◆ WRITTEN EXERCISE 1 ◆
Answer these from the road-trip blog post:
(a) How many stories does the writer warn readers the post contains?
(b) By what time do the writer and Greg need to be at their gig?
(c) How deep does the writer estimate the first gouge in the earth to be?
◆ WRITTEN EXERCISE 2 ◆
From the road-trip blog post, reproduce verbatim the part that opens with the words containing "The highway dwindles" and closes with "come into view.".

2018 is drawing to a close. As we’ve been prepping for the long drive home that starts in earnest this evening, I’ve spent the last few days re-reading this blog and putting together the above map of every road we’ve driven. Together these things do a pretty good job at chronicling what has been the most unbelievable year of my life so far. But in revisiting all the things that I’ve written about, I’ve been reminded just how many amazing moments I’ve left out of this blog as well. So, along with the summation that this post is going to be, I’d like to include some stories I never did justice to. (I’ll forewarn you – there’s four stories and they’re very long.)
~
It’s just past noon on a Tuesday, and we’re standing in a conference room. Or at least, that’s what it feels like; this particular local radio station is pretty bare-bones. I put my guitar back in its case and make idle chatter with Greg about the interview we’d just signed off from. It went well. The host closes out the show, turning things over to the afternoon voice of this local NPR affiliate, and joins us in the adjacent room as I’m slugging the lukewarm remains of my morning coffee. “So, what are your plans before your show tonight? There isn’t a lot to do in Amarillo,” she laughs. I tell her that we’re always looking for something different to do, and her eyes suddenly light up. “Have you ever been to Palo Duro Canyon?” We of course shake our heads. Neither of us had ever been to western Texas before, and we’d only arrived in town just three hours prior. “You have to go. If you only do one thing today, make it that.” Greg and I exchange a look. It’s mid-March, and the weather is abysmal. It’s probably in the low 40’s outside, heavily overcast and raining lightly. We need to be at our gig tonight by 6pm. But it’s only noon, and state parks are a notoriously affordable way to kill an afternoon. “We’ll have to check it out,” I say as we head for the door.
An hour later we’re south of the city, cruising down an extremely foggy single-lane highway. So far we’ve seen little more than sprawling acres of farmland. All around us the ground is flat and as yellow as I’ve ever seen it, starkly contrasted against a dismal, dark grey sky. I think to myself that we might be throwing away a half a tank of gas on this. But we solider on into the mist.
Out of nowhere the ground starts to turn red. Dark green shrubs begin to dot the yellow prairie that is rapidly disappearing. I turn to my right and look out the passenger side window, and in a break in the fog I see a massive gouge in the earth. It’s probably fifty feet deep and three times as wide. “Look at that!” I’m practically yelling. In all our travels so far I had never seen anything like it. I grab my phone and snap a dozen pictures, only to find that it looks like nothing more than dark smudges on my phone screen. How is that even possible? I’m suddenly upset that I won’t be able to share what this place is really like with anyone else, but the thought is fleeting as more and more canyons start to become visible.
The highway dwindles until we arrive at the park gate, and the electric excitement in the van is palpable. The landscape around us has changed so drastically in the last five minutes that it almost seems impossible for it to get better. We follow the road – now little more than a dirt path – into the park, around a few corners and down a few small hills, and abruptly the real canyons come into view.
Even in the heavy fog, it’s like nothing I’ve ever seen. The canyons stretch as far as you can see in every direction. We’re standing on the rim, hundreds of feet above the rivers that run through it. It’s brilliant shades of red and orange carved in bizarre patterns and formations, and there’s something new to marvel at every time you move your eyes. I’ve never seen something so majestic and breathtaking and it leaves me at a loss for words.

Portion of a data file
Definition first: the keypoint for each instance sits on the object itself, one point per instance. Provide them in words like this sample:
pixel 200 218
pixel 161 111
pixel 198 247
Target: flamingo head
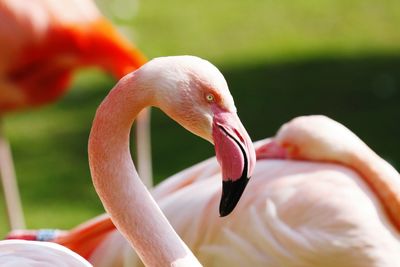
pixel 195 94
pixel 316 138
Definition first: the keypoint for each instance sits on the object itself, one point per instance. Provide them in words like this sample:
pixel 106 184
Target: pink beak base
pixel 236 155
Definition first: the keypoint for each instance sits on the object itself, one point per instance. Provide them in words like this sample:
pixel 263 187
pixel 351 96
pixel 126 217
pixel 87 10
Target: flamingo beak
pixel 236 155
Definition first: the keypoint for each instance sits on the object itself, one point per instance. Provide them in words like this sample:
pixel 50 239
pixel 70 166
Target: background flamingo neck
pixel 383 179
pixel 132 209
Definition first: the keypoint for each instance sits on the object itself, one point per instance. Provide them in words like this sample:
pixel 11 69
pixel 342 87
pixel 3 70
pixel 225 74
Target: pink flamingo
pixel 41 43
pixel 318 197
pixel 194 93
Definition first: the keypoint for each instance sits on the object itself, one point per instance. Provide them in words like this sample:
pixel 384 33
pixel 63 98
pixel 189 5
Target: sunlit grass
pixel 281 59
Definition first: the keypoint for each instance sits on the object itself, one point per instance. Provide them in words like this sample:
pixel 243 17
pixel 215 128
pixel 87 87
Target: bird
pixel 194 93
pixel 36 253
pixel 319 196
pixel 42 42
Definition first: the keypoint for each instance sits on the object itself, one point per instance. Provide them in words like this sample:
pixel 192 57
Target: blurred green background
pixel 281 58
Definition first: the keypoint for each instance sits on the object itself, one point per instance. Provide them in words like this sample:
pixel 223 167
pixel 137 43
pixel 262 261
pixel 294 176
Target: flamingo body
pixel 297 214
pixel 43 41
pixel 318 209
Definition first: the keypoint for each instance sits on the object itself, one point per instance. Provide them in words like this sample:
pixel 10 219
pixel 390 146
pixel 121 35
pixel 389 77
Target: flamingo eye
pixel 210 98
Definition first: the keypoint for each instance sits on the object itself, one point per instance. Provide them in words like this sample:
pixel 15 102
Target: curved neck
pixel 126 199
pixel 383 179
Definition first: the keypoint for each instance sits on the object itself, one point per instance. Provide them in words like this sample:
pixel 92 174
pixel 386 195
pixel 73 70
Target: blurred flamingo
pixel 34 253
pixel 41 43
pixel 319 196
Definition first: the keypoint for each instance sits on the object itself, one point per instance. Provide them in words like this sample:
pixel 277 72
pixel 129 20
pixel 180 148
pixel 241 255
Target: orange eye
pixel 210 97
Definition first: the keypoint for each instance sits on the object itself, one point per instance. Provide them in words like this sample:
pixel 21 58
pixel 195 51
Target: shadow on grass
pixel 362 93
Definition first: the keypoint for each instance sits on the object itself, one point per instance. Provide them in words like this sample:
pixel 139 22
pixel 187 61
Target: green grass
pixel 281 59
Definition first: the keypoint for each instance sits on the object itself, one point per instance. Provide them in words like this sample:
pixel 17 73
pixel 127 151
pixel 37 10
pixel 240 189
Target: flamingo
pixel 319 196
pixel 194 93
pixel 41 43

◆ RIGHT ANSWER 1 ◆
(a) Four.
(b) 6pm.
(c) Probably fifty feet deep.

◆ RIGHT ANSWER 2 ◆
The highway dwindles until we arrive at the park gate, and the electric excitement in the van is palpable. The landscape around us has changed so drastically in the last five minutes that it almost seems impossible for it to get better. We follow the road – now little more than a dirt path – into the park, around a few corners and down a few small hills, and abruptly the real canyons come into view.